# Directions
(a) In the Freedom Summer article, which university was Charlie Scattergood from?
(b) Reproduce the stretch of the Freedom Summer article from "That summer at" through "food and lodging.".

Remembering Freedom Summer 1964

By Carla Murphy Jun 09, 2014

In the summer of 1964–Freedom Summer–more than 1,000 Northern white students traveled for the first time into the Deep South. It was nearly a year since Martin Luther King’s now iconic "I Have A Dream," speech but back then much of the nation was still either unaware of or uninterested in the ongoing campaign of legal terrorism visited by whites on southern blacks. Freedom Summer, mainly a voter registration project, aimed to change that by waging nonviolence and using young, white bodies to prick the nation’s conscience. And at great cost, it did. To celebrate the 50th anniversary of Freedom Summer, throughout June, Colorlines will chat with some of its participants. First up, we hear not from a visiting northerner but from one of the southern black students whose lives they touched. Sixty-three-year-old writer and researcher Zellie Orr (pictured at her sophomore prom) was 13 that summer.

Zellie-Rainey-and-Isaac-Byrd-III-at-Gentry-High-School-Sophomore-Prom---Indianola,-MS-(1966).jpgI grew up thinking the world was like my hometown, Indianola, Mississippi. The state was basically a closed society. You didn’t really ask questions. What little bit we heard on TV about civil rights, when we asked our teacher she’d say, "We don’t talk about that." Some of them warned us not to get involved or we’d fail their classes. In Mississippi back then you did what you were told to do. And this wasn’t just blacks. This was the way of life for whites, too. They had their place. We had ours.

That summer at least 30 or 40 mainly white college students came through Indianola. In the first wave I remember a young man named Charlie Scattergood, 23, from the University of Washington-Seattle. He was a field representative for SNCC so he was on the road a lot, registering blacks to vote. A couple of weeks later a second wave would come through and others would leave. They were constantly coming in and out and they stayed with black families. This was totally new for us. It was not permitted in Mississippi for blacks and whites to live together. I used to call it our underground railroad. This time, it was blacks providing the transients with food and lodging.

Excerpts from a location annotation dataset
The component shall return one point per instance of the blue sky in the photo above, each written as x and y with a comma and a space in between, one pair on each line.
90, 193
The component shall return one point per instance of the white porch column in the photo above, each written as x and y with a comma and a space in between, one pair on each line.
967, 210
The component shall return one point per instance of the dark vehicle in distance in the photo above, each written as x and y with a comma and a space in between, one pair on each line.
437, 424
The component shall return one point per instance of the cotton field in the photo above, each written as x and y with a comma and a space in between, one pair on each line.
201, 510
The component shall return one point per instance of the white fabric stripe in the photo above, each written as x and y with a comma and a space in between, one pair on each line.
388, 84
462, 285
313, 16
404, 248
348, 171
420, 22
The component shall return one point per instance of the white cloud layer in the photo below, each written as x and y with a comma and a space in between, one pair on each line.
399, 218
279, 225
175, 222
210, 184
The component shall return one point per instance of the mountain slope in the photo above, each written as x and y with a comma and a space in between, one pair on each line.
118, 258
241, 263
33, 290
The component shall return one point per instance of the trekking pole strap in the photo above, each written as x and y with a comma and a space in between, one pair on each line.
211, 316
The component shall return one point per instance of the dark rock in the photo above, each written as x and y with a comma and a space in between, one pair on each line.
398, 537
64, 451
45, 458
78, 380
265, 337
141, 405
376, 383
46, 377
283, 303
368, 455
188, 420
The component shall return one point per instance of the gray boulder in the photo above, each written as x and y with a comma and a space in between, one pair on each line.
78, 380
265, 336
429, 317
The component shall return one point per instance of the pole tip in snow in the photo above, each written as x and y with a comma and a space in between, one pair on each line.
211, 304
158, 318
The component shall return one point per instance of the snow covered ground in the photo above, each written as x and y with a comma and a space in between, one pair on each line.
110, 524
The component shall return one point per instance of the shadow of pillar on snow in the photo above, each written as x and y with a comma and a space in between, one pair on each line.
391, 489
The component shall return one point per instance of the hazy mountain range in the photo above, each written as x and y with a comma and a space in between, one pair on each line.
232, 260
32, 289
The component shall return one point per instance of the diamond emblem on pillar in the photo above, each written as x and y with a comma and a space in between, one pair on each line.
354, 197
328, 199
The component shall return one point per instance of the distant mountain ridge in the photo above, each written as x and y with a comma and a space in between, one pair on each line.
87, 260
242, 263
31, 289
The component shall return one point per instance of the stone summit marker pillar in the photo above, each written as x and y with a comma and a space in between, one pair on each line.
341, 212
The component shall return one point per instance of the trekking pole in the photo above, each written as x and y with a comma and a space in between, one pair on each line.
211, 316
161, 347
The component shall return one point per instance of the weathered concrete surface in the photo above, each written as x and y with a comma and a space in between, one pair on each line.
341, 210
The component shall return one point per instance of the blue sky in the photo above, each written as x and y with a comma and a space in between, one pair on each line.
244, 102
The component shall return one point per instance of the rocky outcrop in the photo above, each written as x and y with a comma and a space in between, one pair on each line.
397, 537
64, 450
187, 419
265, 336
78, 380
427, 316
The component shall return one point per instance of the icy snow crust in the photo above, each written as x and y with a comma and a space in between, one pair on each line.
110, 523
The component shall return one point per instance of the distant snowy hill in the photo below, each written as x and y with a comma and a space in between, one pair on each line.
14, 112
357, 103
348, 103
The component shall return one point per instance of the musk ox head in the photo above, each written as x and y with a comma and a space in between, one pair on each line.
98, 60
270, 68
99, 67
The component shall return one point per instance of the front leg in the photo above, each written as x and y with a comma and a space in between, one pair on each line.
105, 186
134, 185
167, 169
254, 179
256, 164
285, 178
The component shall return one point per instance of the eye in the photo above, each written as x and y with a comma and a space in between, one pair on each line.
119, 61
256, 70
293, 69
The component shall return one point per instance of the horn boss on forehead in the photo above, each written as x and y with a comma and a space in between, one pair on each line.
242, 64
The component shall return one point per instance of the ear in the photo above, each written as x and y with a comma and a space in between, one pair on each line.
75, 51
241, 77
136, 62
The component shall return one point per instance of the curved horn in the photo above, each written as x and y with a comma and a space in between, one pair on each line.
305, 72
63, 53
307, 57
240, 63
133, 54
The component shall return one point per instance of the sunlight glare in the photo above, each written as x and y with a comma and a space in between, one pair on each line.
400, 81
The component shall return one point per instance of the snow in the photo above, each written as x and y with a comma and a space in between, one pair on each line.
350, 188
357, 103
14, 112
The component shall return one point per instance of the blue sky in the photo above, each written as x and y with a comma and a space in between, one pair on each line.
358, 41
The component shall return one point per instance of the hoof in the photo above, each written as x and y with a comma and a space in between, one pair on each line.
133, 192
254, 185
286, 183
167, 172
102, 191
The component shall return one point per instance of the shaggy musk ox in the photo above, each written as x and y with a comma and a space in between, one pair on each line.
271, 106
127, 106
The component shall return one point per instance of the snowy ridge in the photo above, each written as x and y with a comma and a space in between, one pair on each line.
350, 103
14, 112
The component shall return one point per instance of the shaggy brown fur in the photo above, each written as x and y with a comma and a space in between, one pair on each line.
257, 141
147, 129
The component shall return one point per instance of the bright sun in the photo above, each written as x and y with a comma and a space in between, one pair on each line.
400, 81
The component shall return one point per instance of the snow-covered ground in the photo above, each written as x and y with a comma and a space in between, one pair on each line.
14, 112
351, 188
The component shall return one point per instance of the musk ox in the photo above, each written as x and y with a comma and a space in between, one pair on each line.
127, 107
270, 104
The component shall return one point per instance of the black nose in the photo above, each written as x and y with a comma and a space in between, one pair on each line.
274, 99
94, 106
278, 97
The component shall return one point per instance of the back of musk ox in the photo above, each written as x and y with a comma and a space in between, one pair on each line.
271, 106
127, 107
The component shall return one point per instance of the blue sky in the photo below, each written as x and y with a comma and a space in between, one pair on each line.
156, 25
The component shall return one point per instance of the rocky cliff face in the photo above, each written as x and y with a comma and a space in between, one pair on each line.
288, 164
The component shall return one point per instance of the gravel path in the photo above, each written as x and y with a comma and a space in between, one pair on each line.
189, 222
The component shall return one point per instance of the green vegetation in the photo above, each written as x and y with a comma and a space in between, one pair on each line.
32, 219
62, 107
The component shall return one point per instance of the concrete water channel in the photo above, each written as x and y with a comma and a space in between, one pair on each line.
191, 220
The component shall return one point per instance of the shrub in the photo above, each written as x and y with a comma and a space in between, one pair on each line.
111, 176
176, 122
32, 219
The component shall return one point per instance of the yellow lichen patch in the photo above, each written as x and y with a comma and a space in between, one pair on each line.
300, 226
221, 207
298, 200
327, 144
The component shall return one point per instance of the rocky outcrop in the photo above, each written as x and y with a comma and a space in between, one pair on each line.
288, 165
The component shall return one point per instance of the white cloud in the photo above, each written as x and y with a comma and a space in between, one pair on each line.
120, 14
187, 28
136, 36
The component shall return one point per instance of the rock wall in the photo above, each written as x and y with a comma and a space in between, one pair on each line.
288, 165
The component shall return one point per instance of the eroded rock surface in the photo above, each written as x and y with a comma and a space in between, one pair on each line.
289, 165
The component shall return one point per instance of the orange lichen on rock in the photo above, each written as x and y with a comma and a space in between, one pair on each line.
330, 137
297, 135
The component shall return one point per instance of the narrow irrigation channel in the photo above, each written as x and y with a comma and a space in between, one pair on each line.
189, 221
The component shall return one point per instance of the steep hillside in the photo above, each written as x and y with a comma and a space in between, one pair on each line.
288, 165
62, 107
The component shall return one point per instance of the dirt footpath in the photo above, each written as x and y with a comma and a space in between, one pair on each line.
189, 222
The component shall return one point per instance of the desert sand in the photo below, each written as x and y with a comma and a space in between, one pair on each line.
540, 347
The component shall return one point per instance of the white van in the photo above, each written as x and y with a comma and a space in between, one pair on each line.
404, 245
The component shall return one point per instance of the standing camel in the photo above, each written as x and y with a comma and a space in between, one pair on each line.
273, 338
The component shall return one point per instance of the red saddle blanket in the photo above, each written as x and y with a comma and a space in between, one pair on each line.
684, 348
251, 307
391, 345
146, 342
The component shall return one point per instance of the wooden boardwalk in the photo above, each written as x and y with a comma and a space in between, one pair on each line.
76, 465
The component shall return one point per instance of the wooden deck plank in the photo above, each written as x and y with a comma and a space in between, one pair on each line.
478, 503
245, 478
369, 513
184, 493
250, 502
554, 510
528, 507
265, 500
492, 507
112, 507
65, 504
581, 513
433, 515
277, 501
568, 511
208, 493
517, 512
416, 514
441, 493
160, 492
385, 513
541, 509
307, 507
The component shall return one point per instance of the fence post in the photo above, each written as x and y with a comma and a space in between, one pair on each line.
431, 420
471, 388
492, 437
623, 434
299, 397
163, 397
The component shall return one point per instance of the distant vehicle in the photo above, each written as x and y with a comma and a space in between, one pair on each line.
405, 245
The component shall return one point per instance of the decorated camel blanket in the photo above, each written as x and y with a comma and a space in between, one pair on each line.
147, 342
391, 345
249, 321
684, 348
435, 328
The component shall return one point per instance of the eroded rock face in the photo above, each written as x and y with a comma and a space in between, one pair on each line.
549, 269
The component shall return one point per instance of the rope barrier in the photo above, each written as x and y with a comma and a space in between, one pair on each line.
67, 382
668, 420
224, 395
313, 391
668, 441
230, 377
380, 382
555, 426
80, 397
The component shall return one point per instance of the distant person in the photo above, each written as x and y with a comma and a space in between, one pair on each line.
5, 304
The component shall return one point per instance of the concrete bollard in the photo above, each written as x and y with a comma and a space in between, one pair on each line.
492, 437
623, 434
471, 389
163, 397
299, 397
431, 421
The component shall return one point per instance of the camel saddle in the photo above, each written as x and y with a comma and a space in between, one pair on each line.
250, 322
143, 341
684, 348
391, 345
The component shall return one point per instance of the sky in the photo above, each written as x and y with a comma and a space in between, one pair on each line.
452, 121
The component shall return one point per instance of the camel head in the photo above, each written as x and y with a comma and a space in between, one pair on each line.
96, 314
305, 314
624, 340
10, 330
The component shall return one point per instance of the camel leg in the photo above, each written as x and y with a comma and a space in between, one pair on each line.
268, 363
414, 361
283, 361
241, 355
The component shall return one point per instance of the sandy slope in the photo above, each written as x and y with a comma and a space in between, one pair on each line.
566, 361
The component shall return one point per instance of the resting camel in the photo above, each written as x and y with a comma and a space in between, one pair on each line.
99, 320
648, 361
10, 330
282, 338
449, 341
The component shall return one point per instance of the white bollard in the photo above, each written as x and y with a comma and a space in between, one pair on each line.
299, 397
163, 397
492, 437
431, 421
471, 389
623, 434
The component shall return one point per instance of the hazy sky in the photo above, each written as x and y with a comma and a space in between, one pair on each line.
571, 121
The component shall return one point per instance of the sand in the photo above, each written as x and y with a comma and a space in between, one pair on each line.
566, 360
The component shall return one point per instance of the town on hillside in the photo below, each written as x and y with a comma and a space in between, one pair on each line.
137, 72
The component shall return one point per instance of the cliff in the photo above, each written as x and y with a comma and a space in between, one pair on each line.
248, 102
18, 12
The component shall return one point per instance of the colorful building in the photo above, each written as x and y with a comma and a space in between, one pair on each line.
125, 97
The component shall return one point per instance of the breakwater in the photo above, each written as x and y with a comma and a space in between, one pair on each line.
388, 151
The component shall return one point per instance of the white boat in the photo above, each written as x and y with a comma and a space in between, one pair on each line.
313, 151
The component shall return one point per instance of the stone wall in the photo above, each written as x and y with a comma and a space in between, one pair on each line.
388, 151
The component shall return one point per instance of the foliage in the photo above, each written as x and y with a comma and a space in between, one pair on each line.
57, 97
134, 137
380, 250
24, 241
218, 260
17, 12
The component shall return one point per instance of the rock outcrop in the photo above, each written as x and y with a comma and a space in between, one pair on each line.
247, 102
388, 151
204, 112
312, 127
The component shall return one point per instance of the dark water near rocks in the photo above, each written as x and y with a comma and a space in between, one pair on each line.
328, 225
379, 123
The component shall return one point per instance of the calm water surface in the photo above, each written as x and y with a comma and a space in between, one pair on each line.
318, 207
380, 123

# Solutions to each task
(a) The University of Washington-Seattle.

(b)
That summer at least 30 or 40 mainly white college students came through Indianola. In the first wave I remember a young man named Charlie Scattergood, 23, from the University of Washington-Seattle. He was a field representative for SNCC so he was on the road a lot, registering blacks to vote. A couple of weeks later a second wave would come through and others would leave. They were constantly coming in and out and they stayed with black families. This was totally new for us. It was not permitted in Mississippi for blacks and whites to live together. I used to call it our underground railroad. This time, it was blacks providing the transients with food and lodging.